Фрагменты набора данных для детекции

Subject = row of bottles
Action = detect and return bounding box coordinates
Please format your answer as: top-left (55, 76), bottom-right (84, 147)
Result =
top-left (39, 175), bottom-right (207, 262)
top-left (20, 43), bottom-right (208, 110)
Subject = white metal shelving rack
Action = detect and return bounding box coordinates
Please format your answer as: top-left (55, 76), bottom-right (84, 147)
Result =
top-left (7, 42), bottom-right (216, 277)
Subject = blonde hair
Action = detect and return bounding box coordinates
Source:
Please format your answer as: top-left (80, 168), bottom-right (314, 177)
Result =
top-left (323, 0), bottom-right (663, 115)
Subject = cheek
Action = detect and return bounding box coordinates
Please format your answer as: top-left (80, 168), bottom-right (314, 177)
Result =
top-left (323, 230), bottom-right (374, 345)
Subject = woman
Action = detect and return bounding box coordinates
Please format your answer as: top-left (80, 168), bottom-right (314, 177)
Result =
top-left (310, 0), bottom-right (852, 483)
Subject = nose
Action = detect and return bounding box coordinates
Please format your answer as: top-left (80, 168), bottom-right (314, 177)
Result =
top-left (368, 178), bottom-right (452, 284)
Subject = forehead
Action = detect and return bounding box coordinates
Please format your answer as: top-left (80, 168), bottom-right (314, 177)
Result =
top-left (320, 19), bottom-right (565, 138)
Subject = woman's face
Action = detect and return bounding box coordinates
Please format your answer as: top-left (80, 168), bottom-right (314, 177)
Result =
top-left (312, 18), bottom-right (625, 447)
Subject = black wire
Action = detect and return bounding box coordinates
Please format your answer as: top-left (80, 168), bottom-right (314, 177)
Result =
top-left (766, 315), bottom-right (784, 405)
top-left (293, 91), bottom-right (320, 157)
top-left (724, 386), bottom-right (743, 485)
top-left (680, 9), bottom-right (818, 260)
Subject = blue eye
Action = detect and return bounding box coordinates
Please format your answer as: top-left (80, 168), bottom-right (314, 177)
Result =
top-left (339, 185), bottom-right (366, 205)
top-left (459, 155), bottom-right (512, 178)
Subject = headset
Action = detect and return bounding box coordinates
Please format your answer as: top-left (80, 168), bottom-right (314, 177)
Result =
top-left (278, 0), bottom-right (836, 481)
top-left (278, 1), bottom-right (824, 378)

## Цель задания
Представьте весь материал выше в виде JSON-списка строк, где каждой строке соответствует один элемент списка. Пустые строки в список не включайте.

## Ответ
[
  "Subject = row of bottles",
  "Action = detect and return bounding box coordinates",
  "Please format your answer as: top-left (55, 76), bottom-right (84, 147)",
  "Result =",
  "top-left (39, 175), bottom-right (207, 262)",
  "top-left (20, 43), bottom-right (208, 110)",
  "Subject = white metal shelving rack",
  "Action = detect and return bounding box coordinates",
  "Please format your answer as: top-left (55, 76), bottom-right (84, 147)",
  "Result =",
  "top-left (7, 42), bottom-right (216, 277)",
  "Subject = blonde hair",
  "Action = detect and return bounding box coordinates",
  "Source:",
  "Please format your answer as: top-left (80, 168), bottom-right (314, 177)",
  "Result =",
  "top-left (323, 0), bottom-right (663, 115)",
  "Subject = cheek",
  "Action = detect and return bounding box coordinates",
  "Please format your answer as: top-left (80, 168), bottom-right (314, 177)",
  "Result =",
  "top-left (323, 230), bottom-right (374, 345)",
  "Subject = woman",
  "Action = detect and return bounding box coordinates",
  "Please format your answer as: top-left (80, 168), bottom-right (314, 177)",
  "Result =",
  "top-left (310, 0), bottom-right (852, 483)",
  "Subject = nose",
  "Action = detect and return bounding box coordinates",
  "Please format your answer as: top-left (80, 168), bottom-right (314, 177)",
  "Result =",
  "top-left (368, 178), bottom-right (452, 284)",
  "Subject = forehead",
  "Action = detect and return bounding box coordinates",
  "Please format your answer as: top-left (80, 168), bottom-right (314, 177)",
  "Result =",
  "top-left (320, 19), bottom-right (565, 138)",
  "Subject = woman's face",
  "Action = detect and return bounding box coordinates",
  "Please format your answer as: top-left (80, 168), bottom-right (314, 177)",
  "Result =",
  "top-left (312, 18), bottom-right (625, 447)",
  "Subject = black wire",
  "Action = detect and return bounding box coordinates",
  "Please format your answer as: top-left (80, 168), bottom-right (314, 177)",
  "Result =",
  "top-left (766, 315), bottom-right (784, 405)",
  "top-left (293, 91), bottom-right (320, 157)",
  "top-left (724, 386), bottom-right (743, 485)",
  "top-left (680, 9), bottom-right (818, 260)",
  "Subject = blue eye",
  "Action = detect and return bounding box coordinates",
  "Please format your answer as: top-left (80, 168), bottom-right (314, 177)",
  "Result =",
  "top-left (339, 185), bottom-right (366, 205)",
  "top-left (459, 155), bottom-right (512, 178)",
  "Subject = headset",
  "Action = detect and return bounding box coordinates",
  "Please format your answer as: top-left (80, 168), bottom-right (314, 177)",
  "Result =",
  "top-left (278, 0), bottom-right (836, 481)",
  "top-left (278, 1), bottom-right (824, 378)"
]